◆ TASK LIST
1 > List each product or item the first poster in the skunk-smell thread used against the odor.
2 > Please extend the skunk-smell thread past Daniel's quoted tip about the furnace air filter.

◆ SOURCE EXCERPT
***

# How to get rid of skunk smell



## Thelostchild

We had a skunk underneith our house and it must have sprayed cause when we got home that night It was fresh smelling unrine. Does anyone know how to get rid of the smell? I carpet cleaned my floors with this skunk deoderizer, febreeze, lysol, plug ins, and lots of candle's. My nose is burning from all the chemicals and the skunk. My husband and I had to go rent a motel the other night because it was so bad. we left the doors open for an hour in 0 degree weather.


----------



## Daniel

*Re: how to get rid of skunk smell*

I am looking up stuff, but here is one tip I found:



> When deodorizing a house, don't forget to change the air filter to the furnace/air conditioner. Sometimes it can become contaminated with skunk odor and continue to disperse the smell throughout the house after the initial source of the odor has been treated.

***

◆ EXTRACTED INFORMATION
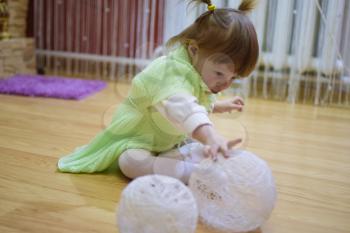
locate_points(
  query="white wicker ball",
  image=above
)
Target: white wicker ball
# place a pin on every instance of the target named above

***

◆ RESPONSES TO THE EXERCISE
1 > skunk deoderizer, febreeze, lysol, plug ins, candle's

2 >
> 
> http://elkhorn.unl.edu/epublic/pages/publicationD.jsp?publicationId=432


----------



## Daniel

*Re: how to get rid of skunk smell*

http://en.wikipedia.org/wiki/Skunk


----------



## Daniel

*Re: how to get rid of skunk smell*

From what I have just read:

- It's important to ensure there isn't a dead skunk under the home and that a skunk can't come back.   Skunks only spray when they are scared, so having a dead skunk under one's home is certainly possible.

- The most effective solution is 3% hydrogen peroxide + baking soda + liquid dish soap.     This solution is safe to apply on people and pets.   I wouldn't use it on clothing, furniture, or anything of fabric since the peroxide could be staining -- I don't know for sure.


----------



## Banned

I"ve also found that even when getting "rid" of skunk smell, if it becomes damp the smell will come back albeit not as strongly.  At least that has been the case with my dogs, using the most effective (supposedly) solutions available.


----------



## skye

I had that happen to me We had to put lime under the house,the landlord owned a dairy farm and he brought us the lime.I also bathed the dog with ketchup and rubbed her with vanilla,It was the only thing that worked for me i also boiled vanilla on the stove with water it made the house smell better it was horrible..hope this helps


----------



## braveheart

lots of incense?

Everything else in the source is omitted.